- _What to do_
Every line in the records below with the string "form" needs to be copied out.

+++++

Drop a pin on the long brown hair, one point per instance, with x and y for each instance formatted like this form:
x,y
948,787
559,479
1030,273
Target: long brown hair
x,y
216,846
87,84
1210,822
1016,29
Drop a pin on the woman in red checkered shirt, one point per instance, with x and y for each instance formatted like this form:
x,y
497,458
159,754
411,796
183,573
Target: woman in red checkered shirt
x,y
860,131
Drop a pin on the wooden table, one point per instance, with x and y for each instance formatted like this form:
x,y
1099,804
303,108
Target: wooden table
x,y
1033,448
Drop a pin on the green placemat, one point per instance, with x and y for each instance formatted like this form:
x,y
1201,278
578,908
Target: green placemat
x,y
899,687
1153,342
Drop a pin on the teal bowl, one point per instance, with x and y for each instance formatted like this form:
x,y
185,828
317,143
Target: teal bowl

+++++

- _Task answer_
Drop a pin on the long brown hair, one point per instance, with x and y for each instance formatted like this form:
Drop a pin on the woman in red checkered shirt, one point per instance, with x and y for each instance formatted like this form:
Drop a pin on the wooden table, one point per instance, with x and y for each instance formatted like this form:
Drop a pin on the green placemat, one point per instance, with x and y for each instance formatted like this form:
Drop a pin on the teal bowl, one point per instance, with x and y for each instance formatted like this form:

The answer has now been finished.